Material =
::::::::::

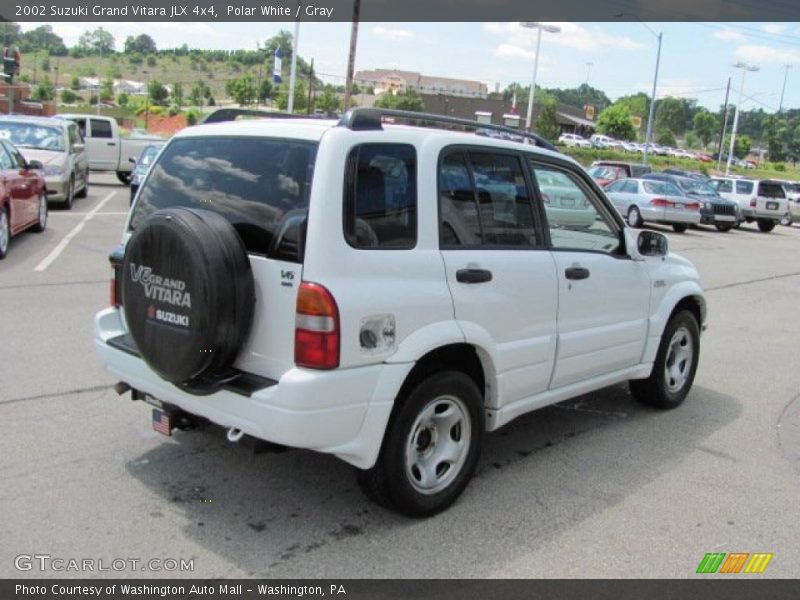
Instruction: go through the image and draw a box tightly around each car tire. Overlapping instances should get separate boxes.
[0,208,11,260]
[357,371,484,517]
[75,171,89,198]
[628,206,643,229]
[758,219,775,233]
[63,175,75,210]
[31,191,47,233]
[629,310,700,409]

::::::::::

Exercise brief = Reproduce the entry above word for word, omitting the picture.

Response to this task =
Instruction: go through the image and draw a box tightly around each car tire. Overlapping instances should get separate boxes.
[0,208,11,260]
[357,371,484,517]
[75,171,89,198]
[628,206,643,229]
[758,219,775,233]
[63,175,75,210]
[31,191,47,233]
[629,310,700,409]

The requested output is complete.